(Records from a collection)
-- -- --

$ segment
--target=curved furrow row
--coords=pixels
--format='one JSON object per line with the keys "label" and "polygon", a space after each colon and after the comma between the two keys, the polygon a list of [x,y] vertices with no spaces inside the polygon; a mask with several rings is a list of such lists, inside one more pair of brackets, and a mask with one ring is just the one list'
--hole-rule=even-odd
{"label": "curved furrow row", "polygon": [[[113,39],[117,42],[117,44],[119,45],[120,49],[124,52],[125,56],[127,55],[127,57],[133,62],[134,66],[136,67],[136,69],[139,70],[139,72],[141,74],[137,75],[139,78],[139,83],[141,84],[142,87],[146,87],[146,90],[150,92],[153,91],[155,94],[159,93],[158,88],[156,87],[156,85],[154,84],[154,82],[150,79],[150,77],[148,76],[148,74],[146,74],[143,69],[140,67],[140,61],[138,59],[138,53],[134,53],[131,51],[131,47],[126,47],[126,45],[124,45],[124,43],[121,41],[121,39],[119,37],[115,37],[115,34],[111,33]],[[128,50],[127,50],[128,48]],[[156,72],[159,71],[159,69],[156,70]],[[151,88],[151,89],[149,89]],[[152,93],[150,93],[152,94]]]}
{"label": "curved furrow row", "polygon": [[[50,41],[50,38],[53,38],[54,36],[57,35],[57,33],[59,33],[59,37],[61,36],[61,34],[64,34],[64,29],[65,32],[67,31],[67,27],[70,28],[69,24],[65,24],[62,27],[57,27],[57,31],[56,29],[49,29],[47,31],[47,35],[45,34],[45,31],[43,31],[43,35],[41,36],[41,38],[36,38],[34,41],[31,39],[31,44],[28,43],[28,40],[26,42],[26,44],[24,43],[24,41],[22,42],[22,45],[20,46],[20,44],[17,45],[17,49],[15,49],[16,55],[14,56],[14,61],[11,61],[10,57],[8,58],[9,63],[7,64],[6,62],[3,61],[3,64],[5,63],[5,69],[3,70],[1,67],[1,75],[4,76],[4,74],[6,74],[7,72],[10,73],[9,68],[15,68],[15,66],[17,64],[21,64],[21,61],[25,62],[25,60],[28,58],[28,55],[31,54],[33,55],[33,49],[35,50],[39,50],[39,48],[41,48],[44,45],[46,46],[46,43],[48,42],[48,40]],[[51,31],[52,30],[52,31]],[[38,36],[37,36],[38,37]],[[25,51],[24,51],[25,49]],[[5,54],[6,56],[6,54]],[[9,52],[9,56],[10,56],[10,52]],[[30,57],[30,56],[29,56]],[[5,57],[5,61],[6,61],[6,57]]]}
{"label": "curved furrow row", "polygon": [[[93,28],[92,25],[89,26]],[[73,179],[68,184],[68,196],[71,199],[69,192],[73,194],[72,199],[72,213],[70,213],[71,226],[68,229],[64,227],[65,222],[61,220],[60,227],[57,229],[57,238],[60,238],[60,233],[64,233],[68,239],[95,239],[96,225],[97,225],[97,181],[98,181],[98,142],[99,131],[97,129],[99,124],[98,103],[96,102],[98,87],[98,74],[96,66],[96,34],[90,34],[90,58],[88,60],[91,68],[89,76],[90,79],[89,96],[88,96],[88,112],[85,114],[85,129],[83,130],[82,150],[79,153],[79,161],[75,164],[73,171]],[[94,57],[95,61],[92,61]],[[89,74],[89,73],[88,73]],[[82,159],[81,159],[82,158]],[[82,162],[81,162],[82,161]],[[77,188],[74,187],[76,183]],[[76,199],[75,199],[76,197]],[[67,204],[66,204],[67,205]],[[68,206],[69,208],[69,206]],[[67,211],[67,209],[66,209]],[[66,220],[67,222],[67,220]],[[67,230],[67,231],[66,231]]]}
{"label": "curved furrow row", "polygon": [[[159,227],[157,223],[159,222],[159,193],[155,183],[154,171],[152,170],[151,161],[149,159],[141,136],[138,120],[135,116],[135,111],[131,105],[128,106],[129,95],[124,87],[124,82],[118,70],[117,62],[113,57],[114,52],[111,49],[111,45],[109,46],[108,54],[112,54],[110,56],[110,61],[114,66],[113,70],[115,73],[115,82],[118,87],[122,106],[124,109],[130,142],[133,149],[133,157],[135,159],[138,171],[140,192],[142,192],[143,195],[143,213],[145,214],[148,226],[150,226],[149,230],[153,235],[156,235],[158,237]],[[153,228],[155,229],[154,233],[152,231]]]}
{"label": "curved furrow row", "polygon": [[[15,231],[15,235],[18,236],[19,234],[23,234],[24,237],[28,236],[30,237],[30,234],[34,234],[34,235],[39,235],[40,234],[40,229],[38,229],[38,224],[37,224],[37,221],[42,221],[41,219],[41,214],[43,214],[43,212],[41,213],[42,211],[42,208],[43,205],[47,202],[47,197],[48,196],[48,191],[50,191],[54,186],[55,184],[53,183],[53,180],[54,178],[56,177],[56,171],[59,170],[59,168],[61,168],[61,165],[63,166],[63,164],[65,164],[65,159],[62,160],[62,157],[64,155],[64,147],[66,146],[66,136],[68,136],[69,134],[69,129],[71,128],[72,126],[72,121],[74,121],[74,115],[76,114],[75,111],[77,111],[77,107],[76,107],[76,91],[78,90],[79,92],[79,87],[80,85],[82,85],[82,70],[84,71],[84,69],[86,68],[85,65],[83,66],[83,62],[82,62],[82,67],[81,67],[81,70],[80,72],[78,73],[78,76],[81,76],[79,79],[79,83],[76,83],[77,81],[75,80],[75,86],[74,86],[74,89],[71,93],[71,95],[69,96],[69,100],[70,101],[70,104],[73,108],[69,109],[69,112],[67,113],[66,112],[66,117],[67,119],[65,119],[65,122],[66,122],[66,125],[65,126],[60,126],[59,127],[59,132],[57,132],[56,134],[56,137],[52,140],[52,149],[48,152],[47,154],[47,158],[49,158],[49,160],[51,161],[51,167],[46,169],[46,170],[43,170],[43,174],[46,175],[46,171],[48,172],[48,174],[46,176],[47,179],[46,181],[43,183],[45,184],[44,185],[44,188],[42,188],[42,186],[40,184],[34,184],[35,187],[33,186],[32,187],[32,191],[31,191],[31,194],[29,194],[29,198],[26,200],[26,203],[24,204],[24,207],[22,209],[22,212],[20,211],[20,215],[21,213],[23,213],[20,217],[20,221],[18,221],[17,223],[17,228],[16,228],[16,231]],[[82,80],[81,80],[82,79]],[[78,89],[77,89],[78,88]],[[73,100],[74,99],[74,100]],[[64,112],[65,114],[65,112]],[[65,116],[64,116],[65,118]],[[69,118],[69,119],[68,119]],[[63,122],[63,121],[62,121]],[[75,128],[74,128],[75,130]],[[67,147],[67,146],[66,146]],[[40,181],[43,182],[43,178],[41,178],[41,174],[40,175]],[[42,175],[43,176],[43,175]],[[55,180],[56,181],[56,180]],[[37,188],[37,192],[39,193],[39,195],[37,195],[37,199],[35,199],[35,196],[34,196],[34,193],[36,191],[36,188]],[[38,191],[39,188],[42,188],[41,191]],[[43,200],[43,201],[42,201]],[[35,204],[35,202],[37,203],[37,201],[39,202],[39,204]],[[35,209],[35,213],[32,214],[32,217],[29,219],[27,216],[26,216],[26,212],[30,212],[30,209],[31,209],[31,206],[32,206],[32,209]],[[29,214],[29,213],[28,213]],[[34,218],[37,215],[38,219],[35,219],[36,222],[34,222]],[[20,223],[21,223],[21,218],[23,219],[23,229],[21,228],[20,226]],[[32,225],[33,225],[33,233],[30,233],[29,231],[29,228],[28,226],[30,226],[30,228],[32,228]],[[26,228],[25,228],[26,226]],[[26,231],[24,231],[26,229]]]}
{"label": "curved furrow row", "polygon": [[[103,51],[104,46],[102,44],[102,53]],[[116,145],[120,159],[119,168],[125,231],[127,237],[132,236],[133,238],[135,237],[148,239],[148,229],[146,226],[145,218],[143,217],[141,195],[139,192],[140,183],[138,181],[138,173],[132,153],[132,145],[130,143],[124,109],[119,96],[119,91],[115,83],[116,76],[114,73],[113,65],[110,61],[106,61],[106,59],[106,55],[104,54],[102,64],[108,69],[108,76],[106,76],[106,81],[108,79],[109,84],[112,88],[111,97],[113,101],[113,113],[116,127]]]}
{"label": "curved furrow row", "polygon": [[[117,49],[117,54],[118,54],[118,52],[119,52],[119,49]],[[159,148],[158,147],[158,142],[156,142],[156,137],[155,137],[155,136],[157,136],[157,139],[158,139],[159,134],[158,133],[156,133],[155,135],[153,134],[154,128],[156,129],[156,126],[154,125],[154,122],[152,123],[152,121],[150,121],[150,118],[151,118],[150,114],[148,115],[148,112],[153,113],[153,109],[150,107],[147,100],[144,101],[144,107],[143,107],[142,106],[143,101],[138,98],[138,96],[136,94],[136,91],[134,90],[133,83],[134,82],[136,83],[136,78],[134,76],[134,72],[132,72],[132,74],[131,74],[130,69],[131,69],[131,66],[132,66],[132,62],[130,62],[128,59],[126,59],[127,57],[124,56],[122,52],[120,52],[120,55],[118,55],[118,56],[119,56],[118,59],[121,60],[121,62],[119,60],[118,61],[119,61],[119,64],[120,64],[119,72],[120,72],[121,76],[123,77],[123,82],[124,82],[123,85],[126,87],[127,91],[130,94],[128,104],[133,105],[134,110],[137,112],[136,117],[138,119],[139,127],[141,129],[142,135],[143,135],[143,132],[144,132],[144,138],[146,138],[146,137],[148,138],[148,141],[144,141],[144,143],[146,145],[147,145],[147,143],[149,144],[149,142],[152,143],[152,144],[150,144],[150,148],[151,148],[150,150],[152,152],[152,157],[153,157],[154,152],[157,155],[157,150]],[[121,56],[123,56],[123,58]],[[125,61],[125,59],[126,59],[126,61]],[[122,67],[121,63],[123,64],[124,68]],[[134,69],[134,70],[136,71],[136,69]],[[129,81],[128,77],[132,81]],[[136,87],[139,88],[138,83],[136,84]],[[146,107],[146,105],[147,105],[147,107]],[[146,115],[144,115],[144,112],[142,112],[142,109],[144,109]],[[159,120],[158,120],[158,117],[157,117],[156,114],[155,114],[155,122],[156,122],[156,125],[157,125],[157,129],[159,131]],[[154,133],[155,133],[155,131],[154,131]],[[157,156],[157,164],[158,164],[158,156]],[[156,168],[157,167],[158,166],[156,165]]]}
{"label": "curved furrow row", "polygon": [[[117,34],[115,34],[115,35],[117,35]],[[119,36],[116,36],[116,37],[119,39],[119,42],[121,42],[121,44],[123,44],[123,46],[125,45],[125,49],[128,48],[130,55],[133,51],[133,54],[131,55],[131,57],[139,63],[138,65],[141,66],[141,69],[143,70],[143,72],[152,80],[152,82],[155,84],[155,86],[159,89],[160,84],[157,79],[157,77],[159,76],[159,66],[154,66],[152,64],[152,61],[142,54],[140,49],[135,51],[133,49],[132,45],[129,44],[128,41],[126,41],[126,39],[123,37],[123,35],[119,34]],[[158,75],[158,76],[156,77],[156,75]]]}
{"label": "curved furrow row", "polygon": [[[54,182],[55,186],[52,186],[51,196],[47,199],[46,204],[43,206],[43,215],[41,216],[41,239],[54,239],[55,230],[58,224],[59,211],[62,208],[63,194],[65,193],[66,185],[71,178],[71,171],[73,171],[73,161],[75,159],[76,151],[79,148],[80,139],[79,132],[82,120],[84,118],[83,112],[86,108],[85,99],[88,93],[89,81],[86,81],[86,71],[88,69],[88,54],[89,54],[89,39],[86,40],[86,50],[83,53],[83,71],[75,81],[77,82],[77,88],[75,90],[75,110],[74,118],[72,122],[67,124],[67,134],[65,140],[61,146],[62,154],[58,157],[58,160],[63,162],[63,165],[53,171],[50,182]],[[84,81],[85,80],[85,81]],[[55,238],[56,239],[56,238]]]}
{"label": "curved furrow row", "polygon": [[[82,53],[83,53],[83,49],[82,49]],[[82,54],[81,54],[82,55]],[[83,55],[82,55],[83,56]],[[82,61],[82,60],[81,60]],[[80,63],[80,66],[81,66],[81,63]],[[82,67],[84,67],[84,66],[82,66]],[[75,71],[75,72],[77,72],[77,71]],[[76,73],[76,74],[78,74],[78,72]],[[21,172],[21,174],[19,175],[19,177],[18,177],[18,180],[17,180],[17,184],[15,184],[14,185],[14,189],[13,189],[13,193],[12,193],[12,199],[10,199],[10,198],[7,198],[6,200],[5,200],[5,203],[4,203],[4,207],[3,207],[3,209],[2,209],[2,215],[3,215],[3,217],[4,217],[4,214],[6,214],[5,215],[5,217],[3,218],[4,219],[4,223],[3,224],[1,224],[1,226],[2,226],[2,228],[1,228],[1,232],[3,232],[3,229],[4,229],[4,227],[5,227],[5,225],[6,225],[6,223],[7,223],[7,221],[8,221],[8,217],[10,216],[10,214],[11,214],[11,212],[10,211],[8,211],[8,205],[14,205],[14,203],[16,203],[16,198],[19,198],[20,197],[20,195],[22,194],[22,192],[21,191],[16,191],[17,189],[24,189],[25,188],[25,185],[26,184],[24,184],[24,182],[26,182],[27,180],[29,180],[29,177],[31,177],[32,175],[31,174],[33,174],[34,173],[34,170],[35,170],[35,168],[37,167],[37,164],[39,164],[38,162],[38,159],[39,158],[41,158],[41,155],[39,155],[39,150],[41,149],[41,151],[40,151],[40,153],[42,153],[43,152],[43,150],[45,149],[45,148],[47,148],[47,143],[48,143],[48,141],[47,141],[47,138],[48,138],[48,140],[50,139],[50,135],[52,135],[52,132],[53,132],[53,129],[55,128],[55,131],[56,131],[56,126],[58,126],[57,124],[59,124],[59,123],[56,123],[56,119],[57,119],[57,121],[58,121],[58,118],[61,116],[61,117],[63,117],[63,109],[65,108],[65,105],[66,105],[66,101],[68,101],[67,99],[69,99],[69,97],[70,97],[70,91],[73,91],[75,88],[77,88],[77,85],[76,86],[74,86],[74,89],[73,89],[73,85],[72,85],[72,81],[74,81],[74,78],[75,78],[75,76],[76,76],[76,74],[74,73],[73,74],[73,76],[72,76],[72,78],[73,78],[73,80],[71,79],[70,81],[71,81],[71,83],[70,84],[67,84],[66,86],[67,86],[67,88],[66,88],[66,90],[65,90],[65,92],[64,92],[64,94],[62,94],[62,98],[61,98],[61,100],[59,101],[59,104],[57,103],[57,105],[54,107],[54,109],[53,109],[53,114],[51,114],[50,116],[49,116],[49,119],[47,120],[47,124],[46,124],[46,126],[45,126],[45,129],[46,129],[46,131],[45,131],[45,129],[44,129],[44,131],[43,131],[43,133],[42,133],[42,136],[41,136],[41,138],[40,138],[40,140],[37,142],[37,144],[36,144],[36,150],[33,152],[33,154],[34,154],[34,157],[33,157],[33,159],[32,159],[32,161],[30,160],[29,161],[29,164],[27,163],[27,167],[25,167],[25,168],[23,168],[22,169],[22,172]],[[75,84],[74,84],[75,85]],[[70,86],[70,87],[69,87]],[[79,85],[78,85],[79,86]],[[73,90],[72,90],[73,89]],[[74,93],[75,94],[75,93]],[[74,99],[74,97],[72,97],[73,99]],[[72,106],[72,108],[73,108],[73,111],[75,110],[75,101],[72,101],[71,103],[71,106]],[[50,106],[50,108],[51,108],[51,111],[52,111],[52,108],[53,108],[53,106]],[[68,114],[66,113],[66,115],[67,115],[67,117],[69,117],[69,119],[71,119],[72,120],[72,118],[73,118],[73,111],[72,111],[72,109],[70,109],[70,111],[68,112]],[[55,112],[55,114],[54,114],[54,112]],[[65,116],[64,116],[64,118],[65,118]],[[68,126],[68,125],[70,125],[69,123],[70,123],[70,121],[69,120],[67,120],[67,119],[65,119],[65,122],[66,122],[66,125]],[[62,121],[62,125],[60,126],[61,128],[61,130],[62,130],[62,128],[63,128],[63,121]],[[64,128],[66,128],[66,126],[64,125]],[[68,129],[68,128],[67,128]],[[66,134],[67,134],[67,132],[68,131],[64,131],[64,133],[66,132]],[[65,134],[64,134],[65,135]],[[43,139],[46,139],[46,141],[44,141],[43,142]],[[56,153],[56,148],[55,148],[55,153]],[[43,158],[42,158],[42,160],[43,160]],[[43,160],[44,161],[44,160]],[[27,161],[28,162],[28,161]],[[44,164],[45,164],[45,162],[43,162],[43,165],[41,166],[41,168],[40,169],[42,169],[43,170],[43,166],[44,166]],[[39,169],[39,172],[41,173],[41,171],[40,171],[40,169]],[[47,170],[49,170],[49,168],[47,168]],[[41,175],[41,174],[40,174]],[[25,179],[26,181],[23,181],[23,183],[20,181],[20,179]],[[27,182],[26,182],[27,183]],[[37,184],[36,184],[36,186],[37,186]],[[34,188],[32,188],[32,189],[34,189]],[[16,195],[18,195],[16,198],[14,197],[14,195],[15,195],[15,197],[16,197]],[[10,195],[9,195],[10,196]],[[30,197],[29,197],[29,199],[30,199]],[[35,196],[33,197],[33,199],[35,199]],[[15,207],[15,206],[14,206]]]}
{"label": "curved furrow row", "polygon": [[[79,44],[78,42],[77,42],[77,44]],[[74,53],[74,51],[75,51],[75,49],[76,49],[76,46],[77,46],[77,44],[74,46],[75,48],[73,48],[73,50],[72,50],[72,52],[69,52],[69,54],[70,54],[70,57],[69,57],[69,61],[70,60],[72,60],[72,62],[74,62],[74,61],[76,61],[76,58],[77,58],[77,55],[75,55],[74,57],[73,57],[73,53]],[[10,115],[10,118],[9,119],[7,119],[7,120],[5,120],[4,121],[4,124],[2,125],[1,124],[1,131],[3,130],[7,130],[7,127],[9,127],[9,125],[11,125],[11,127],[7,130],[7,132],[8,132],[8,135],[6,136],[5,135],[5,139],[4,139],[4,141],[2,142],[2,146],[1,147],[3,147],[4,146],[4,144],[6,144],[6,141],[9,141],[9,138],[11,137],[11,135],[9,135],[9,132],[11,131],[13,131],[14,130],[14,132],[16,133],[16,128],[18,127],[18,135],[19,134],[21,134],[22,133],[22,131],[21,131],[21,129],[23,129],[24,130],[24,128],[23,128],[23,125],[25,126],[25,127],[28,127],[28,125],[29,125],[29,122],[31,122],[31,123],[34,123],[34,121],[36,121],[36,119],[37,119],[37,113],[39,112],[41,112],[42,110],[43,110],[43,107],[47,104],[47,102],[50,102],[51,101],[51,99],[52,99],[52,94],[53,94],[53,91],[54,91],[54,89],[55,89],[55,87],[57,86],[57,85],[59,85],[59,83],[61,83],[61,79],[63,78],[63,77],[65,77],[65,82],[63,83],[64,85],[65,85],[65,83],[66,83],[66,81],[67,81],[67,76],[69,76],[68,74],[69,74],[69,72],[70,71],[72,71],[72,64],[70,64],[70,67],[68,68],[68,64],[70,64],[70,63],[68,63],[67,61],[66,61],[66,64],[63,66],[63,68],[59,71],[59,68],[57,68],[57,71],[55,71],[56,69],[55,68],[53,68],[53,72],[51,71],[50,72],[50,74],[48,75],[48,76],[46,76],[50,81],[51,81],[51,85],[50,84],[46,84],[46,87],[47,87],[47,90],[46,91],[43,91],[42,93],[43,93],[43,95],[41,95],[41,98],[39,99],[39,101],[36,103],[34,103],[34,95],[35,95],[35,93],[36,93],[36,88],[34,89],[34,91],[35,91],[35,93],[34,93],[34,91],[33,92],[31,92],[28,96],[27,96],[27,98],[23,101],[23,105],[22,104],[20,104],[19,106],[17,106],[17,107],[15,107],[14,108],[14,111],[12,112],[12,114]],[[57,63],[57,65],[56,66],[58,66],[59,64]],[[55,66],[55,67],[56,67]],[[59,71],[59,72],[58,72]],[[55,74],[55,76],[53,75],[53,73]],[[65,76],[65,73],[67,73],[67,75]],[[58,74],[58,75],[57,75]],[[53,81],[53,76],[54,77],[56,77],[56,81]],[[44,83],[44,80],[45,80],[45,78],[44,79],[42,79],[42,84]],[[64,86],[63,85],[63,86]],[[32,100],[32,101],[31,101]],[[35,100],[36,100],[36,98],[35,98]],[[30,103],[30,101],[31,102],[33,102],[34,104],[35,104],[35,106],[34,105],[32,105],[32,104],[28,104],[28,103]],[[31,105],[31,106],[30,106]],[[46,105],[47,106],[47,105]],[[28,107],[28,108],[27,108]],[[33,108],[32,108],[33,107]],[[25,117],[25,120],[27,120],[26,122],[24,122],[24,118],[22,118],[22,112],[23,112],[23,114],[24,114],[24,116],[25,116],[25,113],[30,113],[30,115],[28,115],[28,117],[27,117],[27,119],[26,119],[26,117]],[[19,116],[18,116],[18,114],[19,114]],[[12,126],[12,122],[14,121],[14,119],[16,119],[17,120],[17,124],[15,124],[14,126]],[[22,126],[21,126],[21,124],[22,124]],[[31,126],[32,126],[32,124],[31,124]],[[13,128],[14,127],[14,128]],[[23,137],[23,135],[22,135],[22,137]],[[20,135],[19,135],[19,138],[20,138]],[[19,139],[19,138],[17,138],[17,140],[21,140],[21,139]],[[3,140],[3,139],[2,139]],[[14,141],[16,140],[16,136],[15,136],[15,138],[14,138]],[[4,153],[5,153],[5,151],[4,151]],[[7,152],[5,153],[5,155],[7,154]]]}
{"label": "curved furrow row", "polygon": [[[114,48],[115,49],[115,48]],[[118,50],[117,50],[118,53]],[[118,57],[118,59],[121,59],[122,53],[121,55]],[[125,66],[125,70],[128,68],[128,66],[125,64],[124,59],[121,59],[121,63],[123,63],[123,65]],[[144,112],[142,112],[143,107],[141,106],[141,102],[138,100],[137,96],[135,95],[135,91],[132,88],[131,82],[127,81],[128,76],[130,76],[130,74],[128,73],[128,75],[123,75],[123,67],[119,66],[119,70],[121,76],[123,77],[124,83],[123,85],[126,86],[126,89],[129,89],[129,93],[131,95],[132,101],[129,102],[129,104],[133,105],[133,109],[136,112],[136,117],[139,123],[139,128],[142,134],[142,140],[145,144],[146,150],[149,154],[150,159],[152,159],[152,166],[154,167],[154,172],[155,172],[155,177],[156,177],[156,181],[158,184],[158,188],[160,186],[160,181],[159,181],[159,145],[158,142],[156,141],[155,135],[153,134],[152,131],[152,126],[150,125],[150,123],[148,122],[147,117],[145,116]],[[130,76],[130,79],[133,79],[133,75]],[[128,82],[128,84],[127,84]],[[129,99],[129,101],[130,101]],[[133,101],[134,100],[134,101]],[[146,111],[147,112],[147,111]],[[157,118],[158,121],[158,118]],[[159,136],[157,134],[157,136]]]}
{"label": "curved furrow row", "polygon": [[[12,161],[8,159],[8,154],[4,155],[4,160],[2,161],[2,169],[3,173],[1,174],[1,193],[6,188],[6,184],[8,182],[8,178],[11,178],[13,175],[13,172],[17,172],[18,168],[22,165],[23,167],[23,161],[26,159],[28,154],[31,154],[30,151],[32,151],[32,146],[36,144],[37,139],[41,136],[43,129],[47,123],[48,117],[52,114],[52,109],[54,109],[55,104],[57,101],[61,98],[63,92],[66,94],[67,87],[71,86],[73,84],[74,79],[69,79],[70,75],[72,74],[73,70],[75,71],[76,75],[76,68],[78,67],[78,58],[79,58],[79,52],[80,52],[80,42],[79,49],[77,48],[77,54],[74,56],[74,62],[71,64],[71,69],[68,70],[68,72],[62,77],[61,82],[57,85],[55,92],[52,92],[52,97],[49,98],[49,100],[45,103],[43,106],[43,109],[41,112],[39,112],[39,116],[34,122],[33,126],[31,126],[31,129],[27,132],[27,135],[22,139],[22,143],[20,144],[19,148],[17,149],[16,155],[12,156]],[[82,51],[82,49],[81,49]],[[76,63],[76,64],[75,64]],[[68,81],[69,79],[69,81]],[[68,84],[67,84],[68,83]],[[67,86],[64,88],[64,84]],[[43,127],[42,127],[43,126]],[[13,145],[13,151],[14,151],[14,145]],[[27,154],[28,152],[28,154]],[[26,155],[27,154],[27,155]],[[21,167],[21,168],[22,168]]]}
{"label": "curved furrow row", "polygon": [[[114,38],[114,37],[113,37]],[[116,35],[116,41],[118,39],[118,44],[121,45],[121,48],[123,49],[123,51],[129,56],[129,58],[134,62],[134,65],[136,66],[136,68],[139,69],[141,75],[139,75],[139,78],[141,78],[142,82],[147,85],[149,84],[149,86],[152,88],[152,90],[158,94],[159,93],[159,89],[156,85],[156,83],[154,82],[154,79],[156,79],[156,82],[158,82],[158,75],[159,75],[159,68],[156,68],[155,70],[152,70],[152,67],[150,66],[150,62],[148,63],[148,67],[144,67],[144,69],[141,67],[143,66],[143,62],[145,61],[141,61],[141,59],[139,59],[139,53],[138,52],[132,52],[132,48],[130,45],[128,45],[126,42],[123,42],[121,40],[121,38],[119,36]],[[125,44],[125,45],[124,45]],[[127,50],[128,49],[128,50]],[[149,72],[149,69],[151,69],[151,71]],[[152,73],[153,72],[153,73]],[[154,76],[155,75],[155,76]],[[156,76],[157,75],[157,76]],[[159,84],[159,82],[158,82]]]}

-- -- --

Please copy the rows from the start of the records through the line containing "--hole-rule=even-odd", swapping "pixels" for "normalized" and leaving everything else unchanged.

TASK RESULT:
$ segment
--target=curved furrow row
--coords=normalized
--format='one JSON object per line with the keys "label" and "polygon", a space after each colon and after the comma between the two keys, the polygon a list of [x,y] vertices with no spaces inside the polygon; a mask with several rings is a list of such lists, inside one more pair of brackets, and a mask with one ring is just the one list'
--hole-rule=even-odd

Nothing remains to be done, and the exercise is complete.